GOAL: Copy out the data below, replacing every "drill" with "exercise" and leaving everything else as it is. Omit the images from your copy.

GIVEN RECORDS:
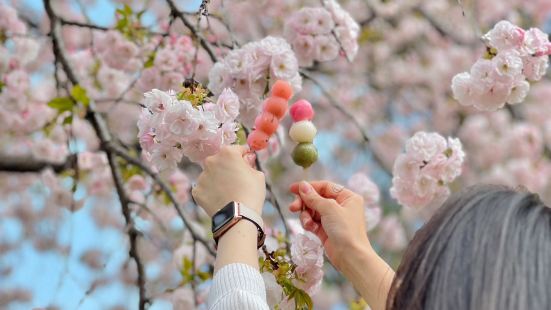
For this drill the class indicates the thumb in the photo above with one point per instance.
(314, 201)
(250, 158)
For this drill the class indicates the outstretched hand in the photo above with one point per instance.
(334, 214)
(230, 176)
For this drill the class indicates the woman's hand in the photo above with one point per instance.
(335, 215)
(228, 176)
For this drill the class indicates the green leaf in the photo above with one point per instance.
(150, 60)
(61, 104)
(68, 120)
(302, 300)
(127, 9)
(80, 95)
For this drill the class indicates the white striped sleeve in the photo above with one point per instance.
(237, 286)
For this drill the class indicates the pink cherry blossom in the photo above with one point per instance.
(307, 251)
(505, 36)
(422, 173)
(521, 55)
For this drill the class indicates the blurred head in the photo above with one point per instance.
(488, 247)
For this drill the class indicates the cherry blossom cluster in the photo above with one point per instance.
(422, 174)
(517, 156)
(117, 52)
(172, 63)
(514, 57)
(320, 33)
(249, 70)
(170, 128)
(307, 255)
(22, 110)
(10, 22)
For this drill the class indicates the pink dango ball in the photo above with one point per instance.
(267, 123)
(258, 140)
(277, 106)
(301, 110)
(282, 89)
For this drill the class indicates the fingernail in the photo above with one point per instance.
(304, 187)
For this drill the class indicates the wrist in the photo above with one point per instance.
(238, 245)
(359, 254)
(254, 204)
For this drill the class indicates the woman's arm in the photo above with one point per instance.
(336, 216)
(227, 177)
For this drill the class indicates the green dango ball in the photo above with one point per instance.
(305, 154)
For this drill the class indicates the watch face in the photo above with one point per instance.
(223, 216)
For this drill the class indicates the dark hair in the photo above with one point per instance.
(487, 247)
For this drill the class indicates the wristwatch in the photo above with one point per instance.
(230, 215)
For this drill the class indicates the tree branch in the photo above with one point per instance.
(66, 22)
(103, 134)
(30, 164)
(194, 32)
(347, 114)
(164, 187)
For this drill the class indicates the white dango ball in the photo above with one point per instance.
(303, 132)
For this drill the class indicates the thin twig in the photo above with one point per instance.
(165, 188)
(194, 32)
(30, 164)
(273, 198)
(334, 103)
(103, 134)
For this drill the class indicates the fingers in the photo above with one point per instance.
(327, 190)
(296, 205)
(313, 200)
(250, 158)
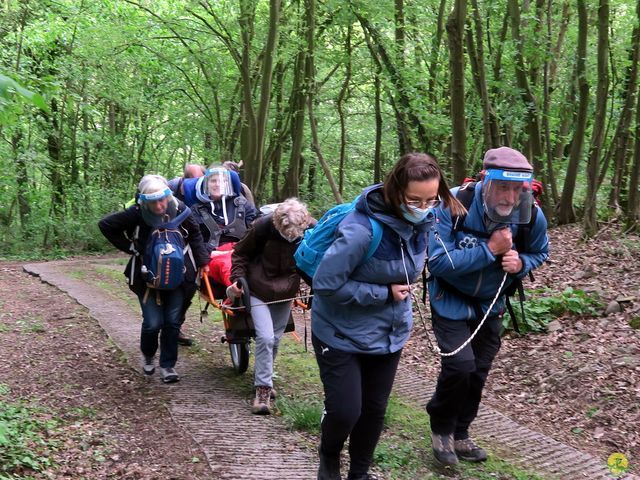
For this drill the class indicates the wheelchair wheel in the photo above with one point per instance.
(239, 356)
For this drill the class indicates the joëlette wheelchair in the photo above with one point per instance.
(236, 316)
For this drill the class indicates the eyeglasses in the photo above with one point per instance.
(432, 203)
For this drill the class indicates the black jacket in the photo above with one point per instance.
(119, 229)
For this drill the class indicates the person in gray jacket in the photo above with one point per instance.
(361, 312)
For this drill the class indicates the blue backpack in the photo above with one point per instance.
(163, 264)
(317, 240)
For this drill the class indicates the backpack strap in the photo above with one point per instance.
(376, 230)
(465, 195)
(177, 221)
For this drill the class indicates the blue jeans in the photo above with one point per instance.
(163, 319)
(269, 322)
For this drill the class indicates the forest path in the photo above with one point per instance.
(211, 403)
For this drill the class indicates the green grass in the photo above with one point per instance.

THE RESPONSE:
For this exercise the class indicates the thumb in the photo above with one point per instance.
(314, 201)
(250, 158)
For this exercise the class indicates the outstretched hand in the photo above with one point per instance.
(334, 214)
(230, 176)
For this exercise the class indicates the woman's hand in the photo above with one point per instance.
(335, 215)
(228, 176)
For this exercise the class indicates the green leaf in the photo above with one point per instance.
(150, 60)
(61, 104)
(68, 120)
(302, 300)
(127, 9)
(80, 95)
For this exercise the class indicates the white striped sleeve in the photo above with one point per instance.
(237, 286)
For this exercise the class indicates the pink cherry blossom in the photo above with one point per instance.
(307, 251)
(505, 36)
(422, 173)
(521, 55)
For this exercise the class indicates the blurred head in the photo above with one point per instance.
(488, 247)
For this exercise the class indicates the cherry blossom cluster in the photo above with one point per instance.
(422, 174)
(517, 156)
(117, 52)
(172, 63)
(514, 57)
(320, 33)
(249, 70)
(170, 128)
(307, 255)
(22, 110)
(10, 22)
For this exercise the class indicates the pink dango ball in the photo above with one point per instance.
(267, 123)
(258, 140)
(277, 106)
(301, 110)
(282, 89)
For this exercise the class indicates the fingernail in the photo above with one point per instance.
(304, 187)
For this exercise the class indicates the wrist in the photo above with one point per instance.
(238, 245)
(359, 254)
(254, 204)
For this exercise the class indicates the woman's arm in the photo above with one point per instance.
(336, 216)
(227, 177)
For this exercise the class indicates the green dango ball in the photo above with one point per instance.
(305, 154)
For this exercise the class indicates the watch face in the photo above with one point per instance.
(223, 216)
For this exercise the class indicates the dark hair in the photo above with one point per instance.
(487, 247)
For this exercise the class indicates the wristwatch in the photo above with one point per instance.
(230, 215)
For this exercise the class indicates the tree branch in the photo above with one point per instance.
(66, 22)
(103, 134)
(30, 164)
(194, 32)
(347, 114)
(164, 187)
For this exercise the class indicates the white dango ball in the photo above with one point per instance.
(303, 132)
For this exercise the class indicates the thin twig in the photo above with one point per instance.
(165, 188)
(194, 32)
(30, 164)
(273, 198)
(334, 103)
(103, 134)
For this exercise the class indicates the fingers in the photo above with one point per instance.
(327, 190)
(296, 205)
(313, 200)
(250, 158)
For this exercise the class indicates the wheelchair wheel in the photo above with one point per instance.
(239, 356)
For this exercise the class indicates the joëlette wheelchair in the photo above with one point per instance.
(236, 316)
For this exercise the class indicates the eyeglasses in the photo above with one point per instance.
(432, 203)
For this exercise the class indicates the black jacket in the photo above with one point per instance.
(119, 229)
For this exercise the class indicates the person in gray jacket in the photo above with one point per instance.
(361, 312)
For this exercise the class indicates the blue backpack in the photo above with one point per instance.
(163, 264)
(317, 240)
For this exercise the class indicates the backpack strap in the photo above with one point per instance.
(376, 230)
(465, 195)
(177, 221)
For this exercise the class indicates the blue jeans in the photo above with one point per instance.
(163, 319)
(269, 322)
For this exercise the class indicates the forest path in the photo above with one point per instance.
(211, 403)
For this exercise the class indicates the green grass in the photo above with one point per instance.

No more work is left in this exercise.